* TASKS FOR THIS EXERCISE:
1: According to the carnivorous plant excerpt, where does the Cephalotus family grow?
2: In the carnivorous plant excerpt, list every pitcher plant group named in the explanation of convergent evolution, together with the region where each grows.
3: Reproduce the passage of the carnivorous plant excerpt between "Lots of family" and "and digest prey.", inclusive.

:: EXCERPT TO READ

We brought a whole circus of carnivorous plants!  Nepenthes (tropical pitcher plant), Heliamphora (South American pitcher plant), Drosera (Sundew), Cephalotus (Australian pitcher plant), Aldrovanda (waterwheel plant), Utricularia (bladderwort), Pinguicula (butterwort), Genlisea (corkscrew plant), Sarracenia (North American pitcher plant), and of course, Dionaea (Venus Flytrap)!

Lots of family and kids showed up and were very enthusiastic about our plants!  Some kids, even moms and dads, just couldn’t get enough of them!  Kadeem Gilbert (one of the NECPS members, also a PhD candidate at Harvard University) taught about the convergent evolution of the pitcher plants.  He explained to visitors how genetically very different plants that grow in different parts of the world may evolve to have similar morphological features such as pitchers to trap insects.  The Sarracenia family grows in North America, Nepenthes mainly grows in tropical Asia, and the Cephalotus family only grows in Southwestern part of Australia.  They are genetically unrelated, and grow in very different parts of the world, but all evolved independently to develop pitchers to attract, capture and digest prey.  

What a fun and exciting day it was!  Thanks to all the visitors who stopped by, and to HMNH for inviting us.

::::
:: DATA TO EXAMINE

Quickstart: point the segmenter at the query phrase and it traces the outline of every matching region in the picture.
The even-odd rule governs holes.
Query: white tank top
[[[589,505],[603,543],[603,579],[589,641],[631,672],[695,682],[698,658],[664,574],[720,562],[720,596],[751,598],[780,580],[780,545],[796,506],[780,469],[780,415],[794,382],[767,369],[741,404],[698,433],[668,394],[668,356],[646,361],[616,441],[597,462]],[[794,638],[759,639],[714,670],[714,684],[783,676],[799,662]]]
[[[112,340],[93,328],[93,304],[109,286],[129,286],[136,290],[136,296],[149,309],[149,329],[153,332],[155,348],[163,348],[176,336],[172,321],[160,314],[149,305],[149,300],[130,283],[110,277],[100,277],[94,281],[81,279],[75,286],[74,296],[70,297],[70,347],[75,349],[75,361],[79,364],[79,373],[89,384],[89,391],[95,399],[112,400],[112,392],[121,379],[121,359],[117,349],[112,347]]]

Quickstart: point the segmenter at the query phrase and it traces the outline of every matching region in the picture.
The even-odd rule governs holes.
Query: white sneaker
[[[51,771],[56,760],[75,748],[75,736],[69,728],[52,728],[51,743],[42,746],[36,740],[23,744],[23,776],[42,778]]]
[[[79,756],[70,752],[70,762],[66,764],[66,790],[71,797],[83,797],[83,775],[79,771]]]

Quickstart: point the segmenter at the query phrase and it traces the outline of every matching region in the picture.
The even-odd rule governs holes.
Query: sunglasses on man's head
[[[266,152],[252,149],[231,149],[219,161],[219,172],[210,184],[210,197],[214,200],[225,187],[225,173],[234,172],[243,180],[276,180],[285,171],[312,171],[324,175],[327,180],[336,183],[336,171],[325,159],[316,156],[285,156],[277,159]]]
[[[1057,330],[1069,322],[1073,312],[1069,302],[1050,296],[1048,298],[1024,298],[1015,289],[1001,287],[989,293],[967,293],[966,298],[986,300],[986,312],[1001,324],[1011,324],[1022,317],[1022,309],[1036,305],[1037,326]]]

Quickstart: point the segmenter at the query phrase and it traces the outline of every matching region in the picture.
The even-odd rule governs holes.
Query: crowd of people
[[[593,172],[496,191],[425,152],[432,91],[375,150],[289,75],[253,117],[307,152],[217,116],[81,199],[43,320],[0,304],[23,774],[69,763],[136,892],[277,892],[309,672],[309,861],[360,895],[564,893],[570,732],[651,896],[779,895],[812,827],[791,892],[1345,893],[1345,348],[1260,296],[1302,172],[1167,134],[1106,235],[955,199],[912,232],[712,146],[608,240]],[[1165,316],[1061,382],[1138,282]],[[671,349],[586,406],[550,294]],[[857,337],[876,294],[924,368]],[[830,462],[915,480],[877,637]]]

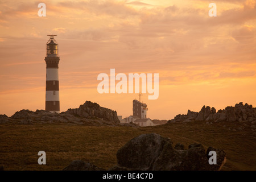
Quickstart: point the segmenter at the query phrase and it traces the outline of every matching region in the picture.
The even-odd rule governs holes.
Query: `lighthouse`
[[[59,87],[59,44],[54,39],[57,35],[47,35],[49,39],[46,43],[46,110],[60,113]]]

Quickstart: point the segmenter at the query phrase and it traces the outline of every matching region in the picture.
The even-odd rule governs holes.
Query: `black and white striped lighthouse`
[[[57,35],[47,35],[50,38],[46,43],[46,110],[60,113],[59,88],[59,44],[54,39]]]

::::
:: DATA TO EXAMINE

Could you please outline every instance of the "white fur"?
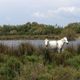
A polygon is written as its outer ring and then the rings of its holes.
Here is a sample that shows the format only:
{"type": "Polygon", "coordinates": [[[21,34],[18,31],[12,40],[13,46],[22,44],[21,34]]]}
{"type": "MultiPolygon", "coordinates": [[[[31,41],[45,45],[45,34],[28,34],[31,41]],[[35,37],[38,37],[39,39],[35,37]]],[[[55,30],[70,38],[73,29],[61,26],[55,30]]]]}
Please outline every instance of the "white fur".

::::

* YOUR WRITTEN ANSWERS:
1: Only in the southwestern part of Australia.

2:
- Sarracenia: North America
- Nepenthes: mainly tropical Asia
- Cephalotus: only the southwestern part of Australia

3:
Lots of family and kids showed up and were very enthusiastic about our plants!  Some kids, even moms and dads, just couldn’t get enough of them!  Kadeem Gilbert (one of the NECPS members, also a PhD candidate at Harvard University) taught about the convergent evolution of the pitcher plants.  He explained to visitors how genetically very different plants that grow in different parts of the world may evolve to have similar morphological features such as pitchers to trap insects.  The Sarracenia family grows in North America, Nepenthes mainly grows in tropical Asia, and the Cephalotus family only grows in Southwestern part of Australia.  They are genetically unrelated, and grow in very different parts of the world, but all evolved independently to develop pitchers to attract, capture and digest prey.